Rice hasn’t yet connected with her counterpart in the Trump White House, a transition official said. The Biden team has prioritized coordinating with parts of the government that will retain career officials, such as the National Security Council, not completely bringing in a new team, as with the DPC.
Rice’s appointment also underscores the differences between this transition and past ones. For instance, Melody Barnes, who was head of the DPC during President Barack Obama’s first term, met with Bush administration officials at the DPC in December 2008 to discuss how they’d structured their domestic policymaking process.
While Rice’s focus on domestic policy might seem foreign, she said issues close to home have been an integral part of her life since she was growing up in Washington, D.C.
She spent her career in public service focused on foreign policy — first as assistant secretary of state for Africa affairs during the Clinton administration, then as Obama’s ambassador to the U.N. and, in his second term, as national security adviser.
But as a child, she was a student of domestic policy. Her father was a governor of the Federal Reserve, and her mother helped craft the Pell Grant program to help students pay for college. Economic mobility and racial justice, she said, “are issues I was raised on.”
When she was offered two different positions in the Clinton administration in 1993 — one focused on the economy and the other on national security — Rice opted for foreign policy, thinking it would be easier to pivot from that to domestic issues than vice versa.

## Information supplied
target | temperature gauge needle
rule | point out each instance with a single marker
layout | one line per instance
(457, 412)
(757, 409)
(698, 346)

## Required tasks
• a. Condense the paragraph of the passage about Rice that begins "But as a child" into a shorter version that keeps its main facts.
• b. Duplicate the stretch of the passage about Rice from "Rice’s appointment also" through "in Washington, D.C.", word for word.

## Answers by item
• a. As a child, Rice studied domestic policy. Her father was a Federal Reserve governor, and her mother helped craft the Pell Grant program that helps students pay for college. Rice said economic mobility and racial justice "are issues I was raised on."

• b.
Rice’s appointment also underscores the differences between this transition and past ones. For instance, Melody Barnes, who was head of the DPC during President Barack Obama’s first term, met with Bush administration officials at the DPC in December 2008 to discuss how they’d structured their domestic policymaking process.
While Rice’s focus on domestic policy might seem foreign, she said issues close to home have been an integral part of her life since she was growing up in Washington, D.C.